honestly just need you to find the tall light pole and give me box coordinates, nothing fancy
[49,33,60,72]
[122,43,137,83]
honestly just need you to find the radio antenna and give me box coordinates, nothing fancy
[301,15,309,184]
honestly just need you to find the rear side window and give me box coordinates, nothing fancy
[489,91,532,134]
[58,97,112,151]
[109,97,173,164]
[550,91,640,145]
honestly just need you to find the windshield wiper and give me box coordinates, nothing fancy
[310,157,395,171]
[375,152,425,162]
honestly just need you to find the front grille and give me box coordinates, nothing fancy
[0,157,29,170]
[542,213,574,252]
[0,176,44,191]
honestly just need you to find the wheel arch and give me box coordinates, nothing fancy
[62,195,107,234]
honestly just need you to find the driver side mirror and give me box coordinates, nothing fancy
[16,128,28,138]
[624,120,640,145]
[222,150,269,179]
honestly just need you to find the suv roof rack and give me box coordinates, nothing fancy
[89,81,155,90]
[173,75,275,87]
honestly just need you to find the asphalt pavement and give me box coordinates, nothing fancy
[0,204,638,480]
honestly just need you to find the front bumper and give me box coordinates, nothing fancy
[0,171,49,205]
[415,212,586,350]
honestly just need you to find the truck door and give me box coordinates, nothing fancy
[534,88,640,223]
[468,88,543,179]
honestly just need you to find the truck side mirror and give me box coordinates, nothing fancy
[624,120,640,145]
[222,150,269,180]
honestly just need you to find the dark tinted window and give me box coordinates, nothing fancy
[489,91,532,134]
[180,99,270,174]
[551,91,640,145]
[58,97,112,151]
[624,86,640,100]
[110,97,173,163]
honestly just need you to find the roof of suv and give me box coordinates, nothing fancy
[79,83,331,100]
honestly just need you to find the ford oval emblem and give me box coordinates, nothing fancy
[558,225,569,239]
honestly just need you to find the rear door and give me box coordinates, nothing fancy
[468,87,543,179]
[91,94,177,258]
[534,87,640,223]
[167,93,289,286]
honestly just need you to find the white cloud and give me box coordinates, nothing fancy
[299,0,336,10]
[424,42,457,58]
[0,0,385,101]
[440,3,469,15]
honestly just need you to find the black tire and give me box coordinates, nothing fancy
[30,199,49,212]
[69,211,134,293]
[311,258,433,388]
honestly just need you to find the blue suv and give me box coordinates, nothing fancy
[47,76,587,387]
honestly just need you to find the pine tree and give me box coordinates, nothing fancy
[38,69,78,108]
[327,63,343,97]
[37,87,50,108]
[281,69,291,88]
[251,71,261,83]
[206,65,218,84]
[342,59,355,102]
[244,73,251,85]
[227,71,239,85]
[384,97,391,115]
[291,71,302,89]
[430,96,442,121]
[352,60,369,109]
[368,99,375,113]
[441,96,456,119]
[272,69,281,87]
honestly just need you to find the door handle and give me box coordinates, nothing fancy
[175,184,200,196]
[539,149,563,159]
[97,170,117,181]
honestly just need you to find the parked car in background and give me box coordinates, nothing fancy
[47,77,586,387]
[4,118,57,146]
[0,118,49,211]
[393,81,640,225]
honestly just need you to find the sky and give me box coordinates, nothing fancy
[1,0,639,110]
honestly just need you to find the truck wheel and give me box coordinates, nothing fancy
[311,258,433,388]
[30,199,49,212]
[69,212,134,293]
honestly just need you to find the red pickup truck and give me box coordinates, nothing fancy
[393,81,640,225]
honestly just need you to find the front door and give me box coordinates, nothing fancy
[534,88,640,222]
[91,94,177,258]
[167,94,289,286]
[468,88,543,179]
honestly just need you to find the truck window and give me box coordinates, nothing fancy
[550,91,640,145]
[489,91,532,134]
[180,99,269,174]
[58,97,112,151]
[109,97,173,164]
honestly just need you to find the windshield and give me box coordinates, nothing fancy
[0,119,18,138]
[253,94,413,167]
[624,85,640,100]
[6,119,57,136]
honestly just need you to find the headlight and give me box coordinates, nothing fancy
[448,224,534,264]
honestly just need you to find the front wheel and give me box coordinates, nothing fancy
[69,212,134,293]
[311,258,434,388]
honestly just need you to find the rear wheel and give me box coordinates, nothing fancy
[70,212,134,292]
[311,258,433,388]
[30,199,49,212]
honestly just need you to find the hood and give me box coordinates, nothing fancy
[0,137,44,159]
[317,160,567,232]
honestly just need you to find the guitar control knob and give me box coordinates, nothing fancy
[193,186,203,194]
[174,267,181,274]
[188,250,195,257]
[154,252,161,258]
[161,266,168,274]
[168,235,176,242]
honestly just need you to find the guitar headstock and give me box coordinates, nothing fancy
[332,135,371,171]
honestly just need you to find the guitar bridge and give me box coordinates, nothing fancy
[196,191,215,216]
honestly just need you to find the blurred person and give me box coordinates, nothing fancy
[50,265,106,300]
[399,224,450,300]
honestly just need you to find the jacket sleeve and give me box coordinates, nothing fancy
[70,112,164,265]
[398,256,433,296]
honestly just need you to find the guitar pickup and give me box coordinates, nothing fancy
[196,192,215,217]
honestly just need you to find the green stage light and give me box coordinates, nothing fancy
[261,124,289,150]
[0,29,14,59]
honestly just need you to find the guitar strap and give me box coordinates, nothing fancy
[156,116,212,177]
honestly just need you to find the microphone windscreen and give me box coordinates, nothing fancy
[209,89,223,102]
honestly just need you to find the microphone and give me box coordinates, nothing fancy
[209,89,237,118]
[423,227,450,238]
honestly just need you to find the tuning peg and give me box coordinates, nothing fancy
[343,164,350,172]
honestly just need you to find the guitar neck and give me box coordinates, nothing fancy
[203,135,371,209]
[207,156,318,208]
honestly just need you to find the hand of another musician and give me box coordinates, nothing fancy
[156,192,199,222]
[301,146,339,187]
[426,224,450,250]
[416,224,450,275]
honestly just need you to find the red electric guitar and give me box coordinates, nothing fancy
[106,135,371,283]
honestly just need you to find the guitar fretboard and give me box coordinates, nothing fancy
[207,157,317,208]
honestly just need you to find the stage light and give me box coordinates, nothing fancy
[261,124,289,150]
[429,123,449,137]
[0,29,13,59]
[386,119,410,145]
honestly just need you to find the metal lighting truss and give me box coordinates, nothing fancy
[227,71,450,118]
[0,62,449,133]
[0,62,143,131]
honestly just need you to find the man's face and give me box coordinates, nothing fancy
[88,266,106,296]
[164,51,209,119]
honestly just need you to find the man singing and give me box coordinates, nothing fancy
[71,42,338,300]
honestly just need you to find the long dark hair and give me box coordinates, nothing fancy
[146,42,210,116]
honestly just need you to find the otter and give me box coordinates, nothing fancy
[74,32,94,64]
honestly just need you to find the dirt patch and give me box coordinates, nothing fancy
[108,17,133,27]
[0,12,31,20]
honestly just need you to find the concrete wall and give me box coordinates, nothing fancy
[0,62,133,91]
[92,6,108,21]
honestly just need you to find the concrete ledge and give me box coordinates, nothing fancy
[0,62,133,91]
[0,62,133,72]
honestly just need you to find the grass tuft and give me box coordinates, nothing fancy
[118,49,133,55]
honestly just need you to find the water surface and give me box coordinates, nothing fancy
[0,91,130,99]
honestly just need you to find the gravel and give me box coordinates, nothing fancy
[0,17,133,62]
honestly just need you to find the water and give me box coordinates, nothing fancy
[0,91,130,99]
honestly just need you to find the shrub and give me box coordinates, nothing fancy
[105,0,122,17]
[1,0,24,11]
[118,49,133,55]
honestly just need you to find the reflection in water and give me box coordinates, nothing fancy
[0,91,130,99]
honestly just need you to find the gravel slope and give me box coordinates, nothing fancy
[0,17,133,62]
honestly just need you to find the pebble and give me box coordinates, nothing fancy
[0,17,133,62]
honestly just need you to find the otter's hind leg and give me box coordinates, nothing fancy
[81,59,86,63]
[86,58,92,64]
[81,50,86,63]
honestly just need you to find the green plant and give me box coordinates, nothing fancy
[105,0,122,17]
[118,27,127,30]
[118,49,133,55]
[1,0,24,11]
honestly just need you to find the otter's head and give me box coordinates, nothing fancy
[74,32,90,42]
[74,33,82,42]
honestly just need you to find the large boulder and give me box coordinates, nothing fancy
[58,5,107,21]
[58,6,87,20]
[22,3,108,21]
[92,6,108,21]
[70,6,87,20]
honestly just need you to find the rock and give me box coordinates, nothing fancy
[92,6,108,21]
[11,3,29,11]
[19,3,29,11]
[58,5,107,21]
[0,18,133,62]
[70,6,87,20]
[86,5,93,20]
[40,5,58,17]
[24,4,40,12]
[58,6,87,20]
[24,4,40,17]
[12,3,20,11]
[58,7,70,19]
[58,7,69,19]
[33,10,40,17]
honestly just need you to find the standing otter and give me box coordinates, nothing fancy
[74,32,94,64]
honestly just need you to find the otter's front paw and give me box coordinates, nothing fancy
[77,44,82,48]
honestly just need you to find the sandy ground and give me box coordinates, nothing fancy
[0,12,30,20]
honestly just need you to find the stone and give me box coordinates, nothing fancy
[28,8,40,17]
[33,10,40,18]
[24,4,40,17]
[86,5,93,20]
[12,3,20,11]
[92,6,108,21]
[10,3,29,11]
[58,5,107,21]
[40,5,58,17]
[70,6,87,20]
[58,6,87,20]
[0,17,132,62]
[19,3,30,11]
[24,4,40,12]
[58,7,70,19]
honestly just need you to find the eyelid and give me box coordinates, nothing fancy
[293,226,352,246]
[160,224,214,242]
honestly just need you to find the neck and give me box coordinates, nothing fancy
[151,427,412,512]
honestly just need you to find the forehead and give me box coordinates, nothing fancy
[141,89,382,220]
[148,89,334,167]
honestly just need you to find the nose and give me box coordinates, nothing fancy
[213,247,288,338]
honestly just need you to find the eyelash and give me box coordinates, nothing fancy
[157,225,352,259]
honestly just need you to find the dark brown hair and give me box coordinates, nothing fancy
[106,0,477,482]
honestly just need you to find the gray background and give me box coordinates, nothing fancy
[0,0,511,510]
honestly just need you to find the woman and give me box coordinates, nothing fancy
────────────────
TASK ITEM
Restate word for word every line from the one containing "honestly just need you to find the eyelash" through the final line of the listing. Both end lines belong in the answer.

EXERCISE SOLUTION
honestly just need you to find the eyelash and give me box coordinates, nothing fancy
[157,225,352,259]
honestly just need you to find the dark brown hair and give me box coordinates, nothing fancy
[106,0,477,482]
honestly just need you to find the gray background and give me box coordinates, nothing fancy
[0,0,511,510]
honestly just need you to find the woman and give me box coordinates, nothing fancy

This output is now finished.